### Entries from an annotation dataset
- - -

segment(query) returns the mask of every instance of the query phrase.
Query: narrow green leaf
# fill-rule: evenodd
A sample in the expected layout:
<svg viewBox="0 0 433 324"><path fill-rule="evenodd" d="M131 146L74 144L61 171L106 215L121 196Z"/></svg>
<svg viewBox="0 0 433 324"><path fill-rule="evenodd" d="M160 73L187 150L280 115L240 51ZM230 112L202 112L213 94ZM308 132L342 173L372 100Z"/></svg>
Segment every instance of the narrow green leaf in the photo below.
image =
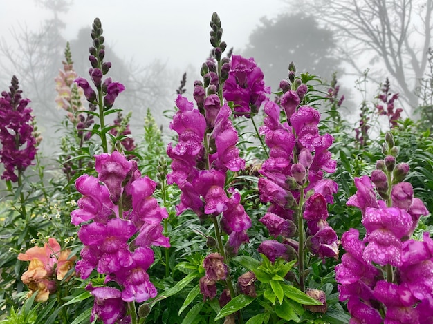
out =
<svg viewBox="0 0 433 324"><path fill-rule="evenodd" d="M265 322L265 318L266 316L269 316L269 314L266 313L258 314L257 315L252 316L251 318L247 321L245 324L262 324L264 322Z"/></svg>
<svg viewBox="0 0 433 324"><path fill-rule="evenodd" d="M177 294L183 288L185 288L187 285L188 285L188 283L192 281L194 278L197 278L199 276L200 276L200 274L199 274L198 271L192 272L192 274L188 274L186 277L185 277L183 279L176 283L174 287L172 287L165 292L163 292L161 293L160 297L167 298Z"/></svg>
<svg viewBox="0 0 433 324"><path fill-rule="evenodd" d="M90 294L90 292L84 292L82 294L80 294L80 295L77 296L76 297L74 297L68 302L65 303L64 304L63 304L62 306L66 306L67 305L71 305L71 304L75 304L75 303L78 303L79 301L84 301L84 299L87 299L91 296L92 295Z"/></svg>
<svg viewBox="0 0 433 324"><path fill-rule="evenodd" d="M291 307L290 304L286 301L284 301L281 305L275 305L275 314L279 317L285 319L286 321L295 321L299 322L300 318L296 315L296 313L293 309Z"/></svg>
<svg viewBox="0 0 433 324"><path fill-rule="evenodd" d="M250 271L257 269L260 265L260 261L249 256L238 256L232 260Z"/></svg>
<svg viewBox="0 0 433 324"><path fill-rule="evenodd" d="M183 312L186 307L194 300L194 298L197 296L199 293L200 292L200 287L197 285L196 287L192 288L191 291L189 292L188 296L185 299L183 304L182 304L182 307L179 309L178 314L181 315L181 313Z"/></svg>
<svg viewBox="0 0 433 324"><path fill-rule="evenodd" d="M277 298L277 296L275 296L275 293L272 290L270 287L266 287L263 296L264 296L264 297L268 301L272 303L273 305L275 305L275 299Z"/></svg>
<svg viewBox="0 0 433 324"><path fill-rule="evenodd" d="M217 315L217 317L215 317L214 321L217 321L230 314L233 314L234 312L241 309L252 303L254 300L255 298L252 297L244 295L243 294L237 296L229 301L225 306L221 308L221 310Z"/></svg>
<svg viewBox="0 0 433 324"><path fill-rule="evenodd" d="M281 284L279 281L273 280L270 281L270 287L278 298L278 301L279 301L279 303L282 304L284 298L284 291L283 290L283 288L282 288Z"/></svg>
<svg viewBox="0 0 433 324"><path fill-rule="evenodd" d="M182 321L182 324L190 324L191 323L192 323L194 320L195 320L199 316L199 314L200 313L200 311L201 310L204 305L205 304L203 303L199 303L194 305L194 307L191 309L190 309L190 312L188 312L187 316L185 316L183 321Z"/></svg>
<svg viewBox="0 0 433 324"><path fill-rule="evenodd" d="M54 307L56 302L57 302L57 299L54 298L51 301L50 301L50 303L48 305L44 305L42 307L41 312L37 316L37 318L36 318L36 321L35 321L35 323L42 323L42 319L44 319L49 314L49 312L51 311L51 309Z"/></svg>
<svg viewBox="0 0 433 324"><path fill-rule="evenodd" d="M293 286L282 285L282 287L284 291L286 297L291 298L292 301L297 301L300 304L313 305L322 305L319 301L312 298Z"/></svg>
<svg viewBox="0 0 433 324"><path fill-rule="evenodd" d="M82 323L89 323L90 315L92 312L91 308L88 308L81 313L71 324L81 324Z"/></svg>
<svg viewBox="0 0 433 324"><path fill-rule="evenodd" d="M281 266L281 267L278 269L277 274L284 278L287 273L292 269L295 264L297 262L297 260L292 260L291 262L288 262L287 263Z"/></svg>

- - -

### WHAT IS EXPECTED
Format the lines from the start of the entries through the line containing "146L74 144L61 171L106" as a Markdown table with the columns Row and Line, leaving out any blank lines.

### SOLUTION TO THE PROBLEM
| Row | Line |
|---|---|
| 1 | segment(query) returns the mask of every instance of the query phrase. |
| 2 | Query: narrow green leaf |
| 3 | # fill-rule: evenodd |
| 4 | A sample in the expected layout: |
| 5 | <svg viewBox="0 0 433 324"><path fill-rule="evenodd" d="M131 146L74 144L61 171L106 215L121 196Z"/></svg> |